*The problem*
Scan the data below and pick out the lines containing the word "given".

*** Supplied records ***

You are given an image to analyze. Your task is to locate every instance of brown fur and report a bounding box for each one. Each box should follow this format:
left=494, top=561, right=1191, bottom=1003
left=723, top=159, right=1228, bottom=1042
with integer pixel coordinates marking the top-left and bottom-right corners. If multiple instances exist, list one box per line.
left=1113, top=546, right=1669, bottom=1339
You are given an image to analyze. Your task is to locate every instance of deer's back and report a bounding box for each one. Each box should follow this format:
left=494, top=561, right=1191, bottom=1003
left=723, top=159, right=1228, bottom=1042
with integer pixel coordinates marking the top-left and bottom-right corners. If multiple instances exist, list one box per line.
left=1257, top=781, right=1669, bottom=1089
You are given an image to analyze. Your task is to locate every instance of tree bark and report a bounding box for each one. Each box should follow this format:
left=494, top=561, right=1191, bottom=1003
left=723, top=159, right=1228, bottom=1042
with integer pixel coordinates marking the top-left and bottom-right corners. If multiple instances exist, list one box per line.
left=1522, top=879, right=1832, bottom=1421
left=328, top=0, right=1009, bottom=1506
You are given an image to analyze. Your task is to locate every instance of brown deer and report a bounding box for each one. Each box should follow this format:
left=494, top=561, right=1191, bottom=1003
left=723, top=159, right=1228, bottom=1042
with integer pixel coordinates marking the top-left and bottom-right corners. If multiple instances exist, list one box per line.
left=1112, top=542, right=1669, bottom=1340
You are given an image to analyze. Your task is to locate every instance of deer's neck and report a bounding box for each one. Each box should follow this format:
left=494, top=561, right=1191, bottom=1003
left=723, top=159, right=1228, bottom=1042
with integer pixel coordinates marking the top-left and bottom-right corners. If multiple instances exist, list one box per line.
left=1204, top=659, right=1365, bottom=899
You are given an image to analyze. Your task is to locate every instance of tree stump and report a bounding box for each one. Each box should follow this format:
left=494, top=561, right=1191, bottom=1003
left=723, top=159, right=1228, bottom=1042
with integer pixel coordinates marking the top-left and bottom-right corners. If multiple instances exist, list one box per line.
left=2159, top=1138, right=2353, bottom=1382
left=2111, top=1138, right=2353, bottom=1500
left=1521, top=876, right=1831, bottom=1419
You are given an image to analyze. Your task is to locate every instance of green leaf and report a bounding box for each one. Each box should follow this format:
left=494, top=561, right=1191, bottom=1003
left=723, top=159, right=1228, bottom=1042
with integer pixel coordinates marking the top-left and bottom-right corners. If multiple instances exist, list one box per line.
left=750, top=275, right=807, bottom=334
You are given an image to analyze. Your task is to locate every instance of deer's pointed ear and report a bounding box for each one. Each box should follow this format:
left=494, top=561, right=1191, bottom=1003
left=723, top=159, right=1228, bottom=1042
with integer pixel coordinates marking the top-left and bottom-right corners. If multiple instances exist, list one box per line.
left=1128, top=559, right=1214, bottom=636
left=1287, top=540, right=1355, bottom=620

*** End of Supplied records ***

*Response box*
You are given an image to analyze. Your task is to locate every instance of brown fur and report a bounding box for each one. Each box should follow this format:
You are given an image to analyze. Your task is to locate every instance of deer's back and report a bounding box for each one. Each box should follow this format:
You are given an image to analyze. Your task is to locate every instance of tree bark and report a bounding box for each one. Each box should follow this format:
You are given an image to analyze. Your task is to locate every instance of brown deer and report a bounding box for each one. Each box should follow this format:
You are given an image to analyze. Your task is to locate every instance of deer's neck and report a bounding box for each one. Each box should follow this format:
You are given an image to analyze. Your task is to locate every instance of tree stump and report a bounding box for each one. Each box should follow this format:
You are given an image to analyze. Your task is to locate every instance of green leaf and report a bounding box for each one. Each box should follow this format:
You are given an image to analyze. Your task is to locate every instance of deer's pointed ear and report a bounding box for each one. Each box should follow this format:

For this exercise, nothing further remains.